[Records provided — start]
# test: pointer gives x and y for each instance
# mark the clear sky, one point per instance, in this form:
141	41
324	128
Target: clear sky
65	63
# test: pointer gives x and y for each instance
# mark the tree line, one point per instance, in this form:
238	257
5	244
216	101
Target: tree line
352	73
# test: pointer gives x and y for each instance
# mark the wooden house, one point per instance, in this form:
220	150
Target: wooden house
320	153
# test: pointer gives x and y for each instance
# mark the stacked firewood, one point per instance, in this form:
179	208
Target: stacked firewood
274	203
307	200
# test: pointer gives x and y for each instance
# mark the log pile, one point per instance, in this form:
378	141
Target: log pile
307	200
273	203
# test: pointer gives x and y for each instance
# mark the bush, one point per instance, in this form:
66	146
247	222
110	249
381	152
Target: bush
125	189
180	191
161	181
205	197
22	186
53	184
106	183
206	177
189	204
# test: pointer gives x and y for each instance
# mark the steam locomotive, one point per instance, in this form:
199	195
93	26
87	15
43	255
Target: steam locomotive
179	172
[Records provided — finish]
[Records provided — start]
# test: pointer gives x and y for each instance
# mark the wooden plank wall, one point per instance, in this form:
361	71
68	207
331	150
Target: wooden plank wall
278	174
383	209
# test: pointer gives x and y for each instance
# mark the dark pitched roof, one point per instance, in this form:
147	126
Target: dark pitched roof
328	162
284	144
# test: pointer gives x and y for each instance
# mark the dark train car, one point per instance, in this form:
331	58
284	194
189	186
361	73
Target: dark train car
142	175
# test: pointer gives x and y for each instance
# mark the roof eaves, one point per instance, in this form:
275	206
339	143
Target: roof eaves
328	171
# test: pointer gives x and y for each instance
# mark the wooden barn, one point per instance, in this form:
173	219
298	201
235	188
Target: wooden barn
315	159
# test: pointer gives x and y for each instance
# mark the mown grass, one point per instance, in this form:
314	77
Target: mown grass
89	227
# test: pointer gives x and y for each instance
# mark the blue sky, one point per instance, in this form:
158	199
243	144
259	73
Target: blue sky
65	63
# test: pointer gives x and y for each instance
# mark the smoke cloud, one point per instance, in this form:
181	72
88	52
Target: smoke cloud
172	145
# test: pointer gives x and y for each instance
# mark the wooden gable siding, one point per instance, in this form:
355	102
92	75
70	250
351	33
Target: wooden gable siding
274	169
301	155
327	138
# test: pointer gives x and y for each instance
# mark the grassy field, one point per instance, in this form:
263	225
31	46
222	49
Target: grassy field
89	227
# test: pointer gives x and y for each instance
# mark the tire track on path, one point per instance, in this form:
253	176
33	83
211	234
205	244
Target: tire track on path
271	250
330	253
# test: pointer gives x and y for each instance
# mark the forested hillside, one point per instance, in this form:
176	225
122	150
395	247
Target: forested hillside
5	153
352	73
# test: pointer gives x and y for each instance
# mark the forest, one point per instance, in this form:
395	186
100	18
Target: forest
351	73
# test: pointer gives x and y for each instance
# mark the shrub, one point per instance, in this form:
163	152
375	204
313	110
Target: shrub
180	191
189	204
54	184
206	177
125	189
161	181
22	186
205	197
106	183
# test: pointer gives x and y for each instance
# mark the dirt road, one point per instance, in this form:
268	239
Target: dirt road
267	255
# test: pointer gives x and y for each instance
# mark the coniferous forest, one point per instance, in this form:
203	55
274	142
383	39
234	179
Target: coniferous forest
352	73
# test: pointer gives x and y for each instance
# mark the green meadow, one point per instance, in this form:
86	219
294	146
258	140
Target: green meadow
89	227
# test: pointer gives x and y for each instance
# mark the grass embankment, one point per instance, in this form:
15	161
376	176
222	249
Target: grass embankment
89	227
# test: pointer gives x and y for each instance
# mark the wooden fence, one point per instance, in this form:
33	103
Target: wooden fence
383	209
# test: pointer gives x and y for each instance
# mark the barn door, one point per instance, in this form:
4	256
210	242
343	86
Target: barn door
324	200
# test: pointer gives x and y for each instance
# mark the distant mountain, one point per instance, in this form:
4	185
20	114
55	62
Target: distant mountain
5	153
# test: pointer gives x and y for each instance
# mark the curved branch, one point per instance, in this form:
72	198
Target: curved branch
[Records provided — finish]
(What to produce): Filter the records for lines containing the word "branch" and copy each one.

(Task output):
# mark the curved branch, one point per instance, in this form:
Target: curved branch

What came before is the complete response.